> **Objective**: Rewrite all of the material below, swapping "pixel coordinates" for "image coordinates" throughout and keeping everything else identical. Leave the pictures out of your answer.

(Stored items)
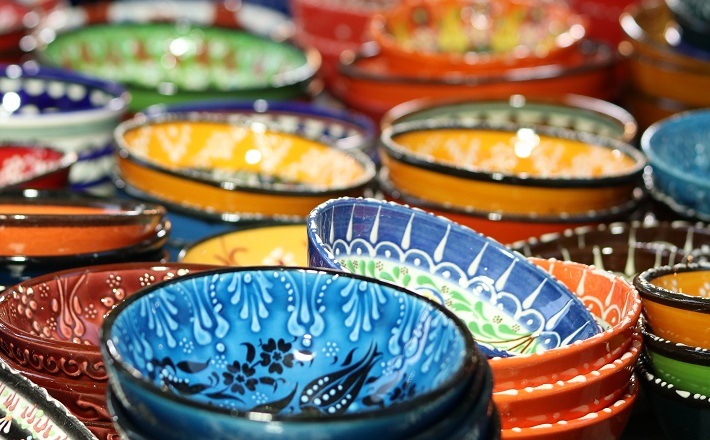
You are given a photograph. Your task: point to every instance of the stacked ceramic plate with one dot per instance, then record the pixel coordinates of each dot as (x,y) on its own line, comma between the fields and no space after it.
(514,168)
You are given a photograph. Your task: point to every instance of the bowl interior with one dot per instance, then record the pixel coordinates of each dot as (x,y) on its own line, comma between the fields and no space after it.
(509,305)
(179,57)
(289,342)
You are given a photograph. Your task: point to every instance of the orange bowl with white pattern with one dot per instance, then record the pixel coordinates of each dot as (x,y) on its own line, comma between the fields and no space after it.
(510,168)
(228,164)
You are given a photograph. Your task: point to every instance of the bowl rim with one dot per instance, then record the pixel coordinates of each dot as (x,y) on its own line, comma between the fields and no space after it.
(76,118)
(651,292)
(578,104)
(402,154)
(124,151)
(471,361)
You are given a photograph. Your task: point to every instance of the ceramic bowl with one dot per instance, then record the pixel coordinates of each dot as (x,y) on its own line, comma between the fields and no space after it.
(510,168)
(370,83)
(676,303)
(608,423)
(270,244)
(476,35)
(675,148)
(222,164)
(574,112)
(625,248)
(509,228)
(65,110)
(32,166)
(302,356)
(568,399)
(173,62)
(612,300)
(680,413)
(509,305)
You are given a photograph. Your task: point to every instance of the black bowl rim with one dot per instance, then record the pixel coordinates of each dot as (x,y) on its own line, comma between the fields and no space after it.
(473,360)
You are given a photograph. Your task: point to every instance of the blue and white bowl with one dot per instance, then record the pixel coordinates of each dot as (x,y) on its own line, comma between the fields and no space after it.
(509,304)
(285,353)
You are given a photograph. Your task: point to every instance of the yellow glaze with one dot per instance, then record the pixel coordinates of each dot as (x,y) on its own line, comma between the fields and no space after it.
(254,153)
(282,245)
(523,153)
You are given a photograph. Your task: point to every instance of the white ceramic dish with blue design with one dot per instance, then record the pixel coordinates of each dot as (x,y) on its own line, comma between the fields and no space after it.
(510,305)
(285,353)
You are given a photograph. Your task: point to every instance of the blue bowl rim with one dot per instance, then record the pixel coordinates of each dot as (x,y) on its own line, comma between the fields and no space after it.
(472,361)
(400,154)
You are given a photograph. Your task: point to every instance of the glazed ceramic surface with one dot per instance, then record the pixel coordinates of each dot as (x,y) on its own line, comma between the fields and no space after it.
(512,169)
(170,63)
(509,305)
(612,300)
(676,151)
(29,412)
(67,110)
(259,245)
(302,352)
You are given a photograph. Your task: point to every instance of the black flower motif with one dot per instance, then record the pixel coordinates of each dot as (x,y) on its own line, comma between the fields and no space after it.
(239,377)
(276,355)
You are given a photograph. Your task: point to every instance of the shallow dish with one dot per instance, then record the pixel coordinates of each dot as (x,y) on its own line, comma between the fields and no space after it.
(222,164)
(509,305)
(316,367)
(510,168)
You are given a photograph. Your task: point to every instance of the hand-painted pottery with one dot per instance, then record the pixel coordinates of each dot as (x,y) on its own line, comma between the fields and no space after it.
(681,413)
(682,365)
(29,412)
(614,303)
(624,248)
(676,302)
(475,35)
(370,83)
(675,148)
(608,423)
(509,228)
(65,110)
(510,168)
(509,305)
(32,166)
(568,399)
(172,62)
(574,112)
(222,164)
(239,352)
(255,245)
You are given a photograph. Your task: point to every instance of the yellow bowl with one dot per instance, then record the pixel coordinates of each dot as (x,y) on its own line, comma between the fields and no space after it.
(510,168)
(224,164)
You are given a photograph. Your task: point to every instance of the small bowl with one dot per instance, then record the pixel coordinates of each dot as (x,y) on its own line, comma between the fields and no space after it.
(612,300)
(31,166)
(676,302)
(278,244)
(575,112)
(294,335)
(509,305)
(680,413)
(510,168)
(476,36)
(221,164)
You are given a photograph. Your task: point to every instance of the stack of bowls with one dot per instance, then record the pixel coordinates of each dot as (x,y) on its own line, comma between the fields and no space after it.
(675,361)
(47,231)
(65,110)
(287,353)
(49,330)
(546,379)
(676,150)
(510,180)
(666,75)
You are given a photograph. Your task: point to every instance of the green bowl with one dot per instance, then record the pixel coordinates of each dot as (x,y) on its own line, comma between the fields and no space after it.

> **Response**:
You are given a photograph. Your task: point to every instance of the stacked ceramic plate with one dot per instance, then record the image coordinates of each dot as (x,y) on its own line, comma between the fields and no space after it.
(514,168)
You are given a photograph. Your task: point to every instance of the bowl interior with one dot per instance, then record the image coordinates of each dot as (x,y) on its own line, comma between the fields and no space after it.
(509,305)
(179,57)
(289,342)
You are given a photograph. Your task: point to every instance of the orange bowl with white pattern with one dot per instance, then record the image coordinates of each dot as (x,y) on its own line, comma between the fields and no space after it.
(510,168)
(228,164)
You are given a photograph. Your task: point to every instance of the bowl rim with one dot per instance, then record the image coordinates of each dot as (x,y) on its own line, comma between the fields and no space after it.
(76,118)
(651,292)
(578,104)
(402,154)
(124,151)
(471,361)
You are given a photograph. Your task: point to every instance of the ceramic bowl with one dot per instance, then record the image coordinates of each dot as (x,y) on its own line, comma between the fields and no space after it.
(510,168)
(370,83)
(676,303)
(608,423)
(270,244)
(476,35)
(675,148)
(222,164)
(574,112)
(625,248)
(509,228)
(65,110)
(32,166)
(302,356)
(568,399)
(173,62)
(612,300)
(680,413)
(509,305)
You are given a photograph. Your task: point to every instance of the black bowl rim with one dot per instance, then record the image coordinates of each dot as (x,y) on its own line, comma between the fields and no space after it.
(473,360)
You are given a photograph. Your task: point to every instance of the blue and white bowl with one dot per instance, then record the image coordinates of each dot as (x,y) on its own line, comma between the fields and no space after it.
(509,304)
(285,353)
You are given a photograph. Your task: point to every instance of the yellow glaze with one dot per instance, then record the image coordinates of each dot as (x,y) on its own line, comma between the fields and no space after it.
(254,153)
(282,245)
(523,153)
You are given a photograph. Your task: point to every instance of the white ceramic dish with blue design with one dot per instance, then record the image coordinates of each dot as (x,y) on its own line, comma between the fields and no space after it.
(510,305)
(285,353)
You are given a photograph. Your task: point to every instance of the blue bowl rim with one dot per instance, then record the image coordinates of each dot as (x,y) on its own line, comma between the fields and no space after it.
(472,361)
(400,154)
You are given a photograph. Your task: point to every instance of the glazed ceramic surface with one dot per instance, then record the image coordinates of each dot as (x,y) on its own line, comma between the fields and no space after it.
(512,169)
(170,63)
(509,305)
(612,300)
(676,151)
(29,412)
(67,110)
(259,245)
(302,352)
You are given a photograph. Your task: point to every instance of the black flower motif with one dot per instance, then record the image coordinates of each dot as (x,y) on its own line, comma between the fields and no space after it.
(239,377)
(276,355)
You are given a photograph. Your task: point to every instance of the shallow dish with one dot per instance, then record the image coordinates of each dot as (x,y) on its own line, comma between the fields and no space after it.
(222,164)
(509,305)
(316,367)
(510,168)
You are given a photograph. Your task: point to every instance of the hand-painted pottery with one dot per instance, then record the image coordinates of each dot as (x,y) on its own line, comma between the fields and no space after it.
(681,413)
(682,365)
(29,412)
(614,303)
(624,248)
(676,302)
(475,35)
(370,83)
(675,148)
(608,423)
(509,228)
(65,110)
(510,168)
(509,305)
(32,166)
(568,399)
(172,62)
(574,112)
(222,164)
(239,352)
(255,245)
You are given a photograph. Your task: point to every instance of the yellow bowl with one dot per instance, then record the image coordinates of each dot as (x,y) on its own line, comma between the fields and no space after it.
(510,168)
(224,164)
You are given a photograph. Your task: point to every instance of the small bowl with one dot per instance, then record the image coordinates of each dot as (x,y) on its own line, comma between the fields and no space after it.
(612,300)
(31,166)
(676,302)
(278,244)
(575,112)
(294,335)
(509,305)
(680,413)
(510,168)
(476,36)
(221,164)
You are given a photograph. Your task: point to every instance of the stack of bowls with one dot per instance, then record the image coordinates of each dot as (x,y) on its own line, comma between the fields and no space after it.
(675,361)
(47,231)
(65,110)
(287,353)
(49,330)
(546,379)
(676,150)
(510,180)
(666,75)
You are given a photograph. Your task: point to every instance of the green bowl with one dot per instance, then record the image coordinates of each dot as (x,y) on its own line, comma between the fields and no space after it.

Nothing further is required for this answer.